### Task goal:
Reproduce the entries exactly and omit the pictures.

### Data extracted from a collection:
-.-.-
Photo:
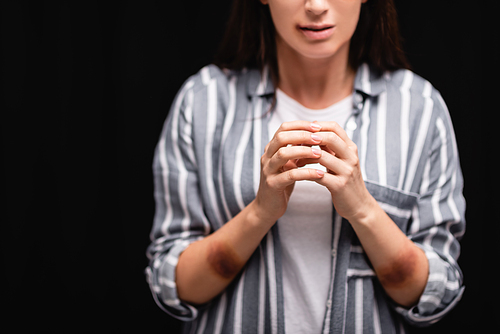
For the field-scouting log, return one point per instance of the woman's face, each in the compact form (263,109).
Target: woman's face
(314,28)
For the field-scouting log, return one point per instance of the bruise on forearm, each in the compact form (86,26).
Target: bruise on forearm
(400,272)
(223,260)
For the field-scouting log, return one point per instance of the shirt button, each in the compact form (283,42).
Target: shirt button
(357,99)
(351,125)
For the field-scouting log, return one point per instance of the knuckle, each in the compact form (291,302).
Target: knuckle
(281,153)
(291,175)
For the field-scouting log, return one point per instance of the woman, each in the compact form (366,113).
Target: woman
(316,91)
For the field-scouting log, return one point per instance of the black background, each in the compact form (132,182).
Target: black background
(86,87)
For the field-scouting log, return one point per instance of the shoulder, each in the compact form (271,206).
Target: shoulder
(405,86)
(222,80)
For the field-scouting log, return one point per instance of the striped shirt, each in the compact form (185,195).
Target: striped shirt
(207,169)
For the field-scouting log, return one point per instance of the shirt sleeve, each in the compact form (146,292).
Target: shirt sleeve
(438,223)
(179,217)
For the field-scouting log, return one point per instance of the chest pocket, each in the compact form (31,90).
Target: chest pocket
(396,203)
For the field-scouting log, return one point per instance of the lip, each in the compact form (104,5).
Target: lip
(316,31)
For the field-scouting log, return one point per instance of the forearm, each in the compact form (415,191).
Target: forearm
(401,267)
(208,266)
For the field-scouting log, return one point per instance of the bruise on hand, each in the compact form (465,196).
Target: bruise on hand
(223,260)
(400,272)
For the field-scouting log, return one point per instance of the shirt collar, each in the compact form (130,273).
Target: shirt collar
(367,82)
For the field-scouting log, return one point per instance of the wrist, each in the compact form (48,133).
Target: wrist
(367,213)
(258,217)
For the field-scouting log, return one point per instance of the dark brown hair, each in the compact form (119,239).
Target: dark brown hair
(249,38)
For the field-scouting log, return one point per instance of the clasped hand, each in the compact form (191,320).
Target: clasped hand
(295,145)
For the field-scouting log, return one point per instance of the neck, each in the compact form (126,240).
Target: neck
(314,83)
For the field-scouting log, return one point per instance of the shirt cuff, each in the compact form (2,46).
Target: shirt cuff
(442,292)
(161,279)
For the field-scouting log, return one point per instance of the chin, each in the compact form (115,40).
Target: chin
(319,53)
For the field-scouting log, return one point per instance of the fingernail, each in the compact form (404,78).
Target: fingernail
(316,151)
(316,137)
(315,126)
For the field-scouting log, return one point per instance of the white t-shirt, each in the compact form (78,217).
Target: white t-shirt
(306,228)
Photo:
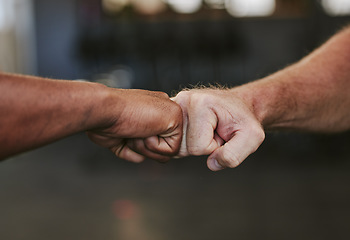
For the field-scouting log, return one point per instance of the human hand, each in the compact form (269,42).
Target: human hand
(140,124)
(219,124)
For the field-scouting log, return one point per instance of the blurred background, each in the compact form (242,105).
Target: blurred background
(296,186)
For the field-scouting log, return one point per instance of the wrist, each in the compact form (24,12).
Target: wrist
(103,106)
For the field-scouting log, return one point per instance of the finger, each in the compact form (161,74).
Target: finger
(138,146)
(200,131)
(124,152)
(164,145)
(233,153)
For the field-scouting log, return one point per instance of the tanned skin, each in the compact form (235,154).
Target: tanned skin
(310,95)
(36,111)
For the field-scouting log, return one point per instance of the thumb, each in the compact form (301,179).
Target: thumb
(238,148)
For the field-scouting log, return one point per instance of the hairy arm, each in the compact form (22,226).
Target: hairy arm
(35,111)
(311,95)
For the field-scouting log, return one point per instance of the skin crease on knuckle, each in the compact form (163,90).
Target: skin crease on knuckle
(230,159)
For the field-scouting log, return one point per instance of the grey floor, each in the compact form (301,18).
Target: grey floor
(294,187)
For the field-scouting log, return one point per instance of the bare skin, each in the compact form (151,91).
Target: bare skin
(36,111)
(311,95)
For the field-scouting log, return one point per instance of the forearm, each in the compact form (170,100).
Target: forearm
(36,111)
(311,95)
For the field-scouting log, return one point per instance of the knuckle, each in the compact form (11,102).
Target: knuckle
(196,151)
(259,134)
(230,160)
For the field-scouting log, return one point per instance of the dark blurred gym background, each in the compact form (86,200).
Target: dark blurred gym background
(296,186)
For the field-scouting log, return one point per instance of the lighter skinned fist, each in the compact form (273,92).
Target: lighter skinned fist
(219,124)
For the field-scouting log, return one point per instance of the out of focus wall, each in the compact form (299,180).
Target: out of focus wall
(17,37)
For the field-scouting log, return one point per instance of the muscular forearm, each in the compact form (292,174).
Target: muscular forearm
(35,111)
(311,95)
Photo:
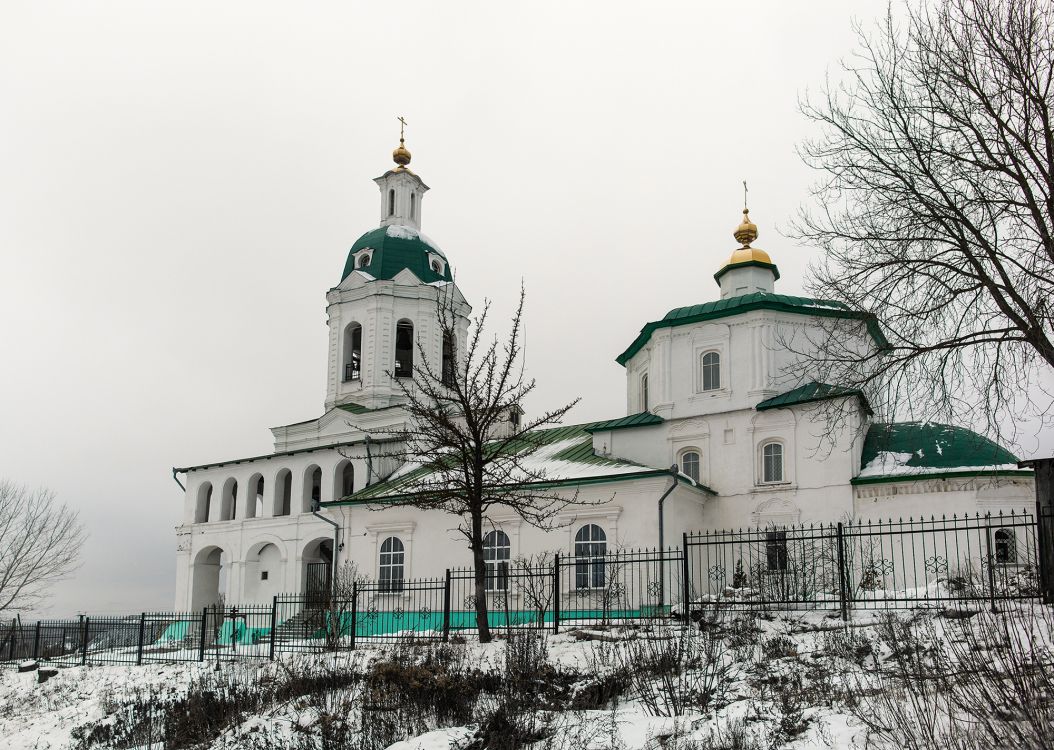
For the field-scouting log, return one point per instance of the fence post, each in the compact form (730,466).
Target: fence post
(446,608)
(354,612)
(555,593)
(205,626)
(842,573)
(991,559)
(83,640)
(274,627)
(142,635)
(685,581)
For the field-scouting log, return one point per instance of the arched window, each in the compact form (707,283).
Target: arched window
(772,461)
(229,502)
(1006,546)
(776,550)
(689,464)
(312,489)
(352,352)
(347,479)
(203,505)
(590,546)
(448,359)
(404,349)
(391,565)
(284,493)
(256,500)
(495,557)
(711,371)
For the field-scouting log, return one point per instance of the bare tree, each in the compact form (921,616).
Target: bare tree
(468,443)
(936,211)
(40,541)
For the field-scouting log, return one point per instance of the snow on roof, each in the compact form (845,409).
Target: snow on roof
(565,455)
(404,232)
(893,464)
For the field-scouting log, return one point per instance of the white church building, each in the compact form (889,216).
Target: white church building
(715,425)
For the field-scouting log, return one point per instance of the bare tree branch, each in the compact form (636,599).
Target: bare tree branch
(465,447)
(40,543)
(936,212)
-.-.-
### Answer for this exercise:
Photo:
For the field-scouting log, return one point per instance of the woman's face, each in the compact form (263,109).
Target: woman's face
(314,28)
For the field-scouting log, return one point per instance of the bruise on forearm, each in the compact form (86,26).
Target: bruise on forearm
(400,272)
(223,260)
For the field-scouting log, return one point per instance of the shirt button, each in the compact form (283,42).
Target: shirt button
(357,99)
(351,125)
For the field-scouting log, return one point per instance of the knuckle, each in the compact form (291,302).
Target: knuckle
(281,153)
(291,175)
For the field-scouting log, return one point per instance of the woman, each in the compact form (366,113).
Target: woman
(316,91)
For the field-scouting log, return one point per instance of the black background, each in the compact form (132,182).
Target: black background
(86,87)
For the field-scouting log, return one point per instance of the shoulder, each in the compact form (271,206).
Target: shoulder
(405,86)
(222,80)
For the field-scouting log, return one point per instance of the striped shirt, each in the compact form (185,195).
Target: striped shirt
(207,169)
For the field-scouting log, return one point per instance of the shirt sleeve, each in the compact form (146,292).
Target: shirt sleeve
(438,223)
(179,217)
For the field-scouting log, return one point per instance of the chest pocket, each in the compact form (31,90).
Target: chest pocket
(396,203)
For the field-scouting log, return one point per instance of the lip, each in the compact form (104,5).
Target: lip
(316,31)
For the field-scouting log, return one point per instance of the forearm, each in the compact form (415,191).
Target: forearm
(401,267)
(208,266)
For the field-scouting log, return one point per instance of the bruise on hand, each in the compact form (465,196).
Target: bruise on hand
(223,260)
(400,272)
For the field-scouting log, return one point per instance of the shirt collar, each in the compact form (130,273).
Target: shirt collar
(367,82)
For the field-scouting log, return one point per instance of the wrist, each in the compact form (48,133).
Target: wrist
(367,213)
(258,217)
For the field-scouting log, return one point per instance of the dark brown hair, each in the compact form (119,239).
Target: dark brown hair
(249,38)
For the field-scouting log, return one point per instance of the clasped hand, each in the compact form (191,320).
Target: clasped hand
(295,145)
For the field-scouting log, return one point per instance of the neck, each in the compact form (126,240).
Target: neck
(314,83)
For the field-scouting log, return one point per instance of the shirt cuff, each in the compact form (2,46).
Target: shirt cuff
(442,292)
(161,279)
For the field-scouting log, return one point per instance of the chin, each in the compact form (115,40).
Target: chin
(319,53)
For the field-scouting log, return one point per instance of the fingernail, each in the compact form (404,78).
Target: fingernail
(316,151)
(316,137)
(315,126)
For the field-scouting log, return one point per instance of the white t-shirt, each in the compact form (78,217).
Target: white t-shirt
(306,228)
Photo:
For the field-scouting log, return one point per instance of the human hand, each in the compact form (269,42).
Target: human hand
(140,124)
(219,124)
For the field-scouting log, return one point per instance of the blurred background, each in the compact form (242,105).
Target: blurred background
(296,186)
For the field-scouting log, return one point per instance of the wrist, each in the compact form (24,12).
Target: wrist
(103,106)
For the field-scouting log, return one point per instance of the finger, each in the compact form (161,74).
Target: finger
(138,146)
(200,131)
(124,152)
(164,145)
(233,153)
For the field-scouting log, return one point per instance of the tanned skin, each in the compact form (235,154).
Target: tanned skin
(310,95)
(36,111)
For the field-scouting log, return one point per instance of the thumb, each in the compact form (301,179).
Target: thumb
(238,148)
For the field-scouting log, return one point per instance of the hairy arm, each in the compact form (22,226).
Target: hairy arm
(35,111)
(311,95)
For the field-scouting log, return one point per instance of the skin crease on knuckle, each in the compact form (163,90).
Target: skin crease on knuckle
(230,159)
For the field-scouting log, return one point per instance of the grey floor, each in the compact form (301,18).
Target: grey floor
(294,187)
For the field-scouting log, return one point per instance of the bare skin, each in the compact form (151,91).
Target: bare skin
(36,111)
(311,95)
For the field-scouting log, return one point per instance of the forearm, each in the compact form (170,100).
Target: forearm
(36,111)
(311,95)
For the field-scouting log, return one point per instance of the knuckle, each in the compact form (11,102).
Target: knuckle
(196,151)
(259,134)
(230,160)
For the field-scouting log, return one point per instance of the dark blurred gym background, each in the compact form (86,200).
Target: dark blurred gym background
(296,186)
For the field-scouting log, return one point per instance of the lighter skinned fist, each in the compact form (273,92).
Target: lighter skinned fist
(219,124)
For the field-scouting log, return one point per instance of the out of focus wall, each in the compact form (299,180).
Target: out of focus wall
(17,37)
For the field-scouting log, return one point per instance of the muscular forearm, each in the compact form (292,174).
Target: muscular forearm
(35,111)
(311,95)
Photo:
For the field-scouting log, return one point per instance of the fence post, each in the compact form (730,466).
Target: fence post
(446,608)
(354,612)
(555,593)
(205,626)
(842,573)
(991,559)
(83,640)
(274,627)
(142,635)
(685,581)
For the field-scouting log, return one point per instance of the arched window, each in the compact form (707,283).
Target: arched window
(772,461)
(229,502)
(1006,546)
(776,550)
(689,464)
(312,489)
(352,352)
(347,479)
(203,505)
(590,546)
(448,359)
(404,349)
(391,565)
(284,493)
(256,500)
(495,557)
(711,371)
For the field-scouting log, return one point per instance of the bare tree, each in the compact form (921,616).
Target: bare tree
(468,443)
(936,211)
(40,541)
For the field-scouting log, return one point per instance of the snow on roof, each in the compact form (845,409).
Target: snow on roof
(565,455)
(404,232)
(893,464)
For the field-scouting log, return one point per instance of the white church building, each in the compact form (889,216).
Target: white church building
(715,425)
For the field-scouting log, return one point per instance of the bare tree branch, each in the compact form (636,599).
Target: bare tree branch
(465,447)
(40,543)
(936,212)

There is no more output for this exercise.